GOAL OF THE EXERCISE:
Arrange the listing below as a two-column CSV with the columns "query" and "response". Each row should hold one request's text and its answer, each in one quoted field with line breaks replaced by spaces, and the pictures should be left out.

DATA LISTING:
* Begin *
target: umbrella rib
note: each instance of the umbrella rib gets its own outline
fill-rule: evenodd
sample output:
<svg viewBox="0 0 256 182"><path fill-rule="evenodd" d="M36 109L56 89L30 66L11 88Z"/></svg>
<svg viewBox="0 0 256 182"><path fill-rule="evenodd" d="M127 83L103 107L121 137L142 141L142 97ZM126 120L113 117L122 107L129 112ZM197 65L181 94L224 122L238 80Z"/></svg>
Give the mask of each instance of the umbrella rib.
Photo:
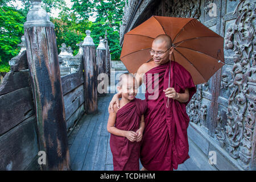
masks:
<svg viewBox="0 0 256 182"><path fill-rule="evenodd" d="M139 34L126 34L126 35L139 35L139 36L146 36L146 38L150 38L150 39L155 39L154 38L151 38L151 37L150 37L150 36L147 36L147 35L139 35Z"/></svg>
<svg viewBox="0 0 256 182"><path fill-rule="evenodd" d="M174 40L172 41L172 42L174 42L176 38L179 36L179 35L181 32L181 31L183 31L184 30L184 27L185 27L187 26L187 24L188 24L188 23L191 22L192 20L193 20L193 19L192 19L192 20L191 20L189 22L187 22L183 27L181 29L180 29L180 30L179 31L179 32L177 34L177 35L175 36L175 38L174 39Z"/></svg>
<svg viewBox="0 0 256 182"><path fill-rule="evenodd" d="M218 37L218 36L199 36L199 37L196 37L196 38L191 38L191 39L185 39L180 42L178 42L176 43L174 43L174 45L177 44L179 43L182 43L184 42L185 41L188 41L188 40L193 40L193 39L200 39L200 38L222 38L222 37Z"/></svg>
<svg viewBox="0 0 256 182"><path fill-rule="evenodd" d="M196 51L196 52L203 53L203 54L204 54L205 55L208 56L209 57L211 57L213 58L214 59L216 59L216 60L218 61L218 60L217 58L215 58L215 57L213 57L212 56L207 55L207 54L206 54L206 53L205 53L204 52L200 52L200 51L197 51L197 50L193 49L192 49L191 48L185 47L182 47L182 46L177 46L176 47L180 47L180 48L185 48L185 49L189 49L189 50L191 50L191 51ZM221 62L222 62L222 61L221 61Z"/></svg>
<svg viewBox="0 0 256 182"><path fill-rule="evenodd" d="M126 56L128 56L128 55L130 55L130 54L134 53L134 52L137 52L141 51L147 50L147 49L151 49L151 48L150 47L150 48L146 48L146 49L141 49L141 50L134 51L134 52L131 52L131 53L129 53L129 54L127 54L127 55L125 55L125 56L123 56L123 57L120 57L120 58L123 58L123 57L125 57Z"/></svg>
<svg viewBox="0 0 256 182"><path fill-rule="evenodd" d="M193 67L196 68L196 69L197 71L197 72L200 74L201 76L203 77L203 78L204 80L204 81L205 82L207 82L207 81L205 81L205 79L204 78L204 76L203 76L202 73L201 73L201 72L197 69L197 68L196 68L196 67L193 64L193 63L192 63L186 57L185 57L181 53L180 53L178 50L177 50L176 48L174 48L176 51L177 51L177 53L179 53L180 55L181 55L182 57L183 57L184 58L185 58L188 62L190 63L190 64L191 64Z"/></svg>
* End *
RESPONSE TO THIS TASK:
query,response
"target: umbrella rib note: each instance of the umbrella rib gets its own outline fill-rule: evenodd sample output: <svg viewBox=""0 0 256 182""><path fill-rule=""evenodd"" d=""M36 109L56 89L30 66L11 88Z""/></svg> <svg viewBox=""0 0 256 182""><path fill-rule=""evenodd"" d=""M127 83L103 107L121 137L142 141L142 97ZM126 120L113 117L122 107L129 112ZM197 65L181 94L224 122L238 80Z""/></svg> Give the mask of each instance of the umbrella rib. Photo: masks:","<svg viewBox=""0 0 256 182""><path fill-rule=""evenodd"" d=""M139 34L126 34L126 35L139 35L139 36L146 36L146 38L150 38L150 39L155 39L154 38L151 38L151 37L150 37L150 36L147 36L147 35L139 35Z""/></svg> <svg viewBox=""0 0 256 182""><path fill-rule=""evenodd"" d=""M174 40L172 41L172 42L174 42L176 38L179 36L179 35L181 32L181 31L183 31L184 30L184 27L185 27L187 26L187 24L188 24L188 23L191 22L192 20L193 20L193 19L192 19L192 20L191 20L189 22L187 22L183 27L181 29L180 29L180 30L179 31L179 32L177 34L177 35L175 36L175 38L174 39Z""/></svg> <svg viewBox=""0 0 256 182""><path fill-rule=""evenodd"" d=""M218 37L218 36L199 36L199 37L196 37L196 38L191 38L191 39L185 39L180 42L178 42L176 43L174 43L174 45L177 44L179 43L182 43L184 42L185 41L188 41L188 40L193 40L193 39L200 39L200 38L222 38L222 37Z""/></svg> <svg viewBox=""0 0 256 182""><path fill-rule=""evenodd"" d=""M196 51L196 52L203 53L203 54L204 54L205 55L208 56L209 57L211 57L213 58L214 59L216 59L216 60L218 61L218 60L217 58L215 58L215 57L213 57L212 56L207 55L207 54L206 54L206 53L205 53L204 52L200 52L200 51L197 51L197 50L193 49L192 49L191 48L185 47L182 47L182 46L177 46L176 47L180 47L180 48L185 48L185 49L189 49L189 50L191 50L191 51ZM221 62L222 62L222 61L221 61Z""/></svg> <svg viewBox=""0 0 256 182""><path fill-rule=""evenodd"" d=""M126 56L128 56L128 55L130 55L130 54L134 53L134 52L137 52L141 51L147 50L147 49L151 49L151 48L150 47L150 48L146 48L146 49L141 49L141 50L134 51L134 52L131 52L131 53L129 53L129 54L127 54L127 55L125 55L125 56L123 56L123 57L120 57L120 58L123 58L123 57L125 57Z""/></svg> <svg viewBox=""0 0 256 182""><path fill-rule=""evenodd"" d=""M193 67L196 68L196 69L197 71L197 72L200 74L201 76L203 77L203 78L204 80L204 81L205 82L207 82L207 81L205 81L205 79L204 78L204 76L203 76L202 73L201 73L201 72L197 69L197 68L196 68L196 67L193 64L193 63L192 63L186 57L185 57L181 53L180 53L178 50L177 50L176 48L174 48L176 51L177 51L177 53L179 53L180 55L181 55L182 57L183 57L184 58L185 58L188 62L190 63L190 64L191 64Z""/></svg>"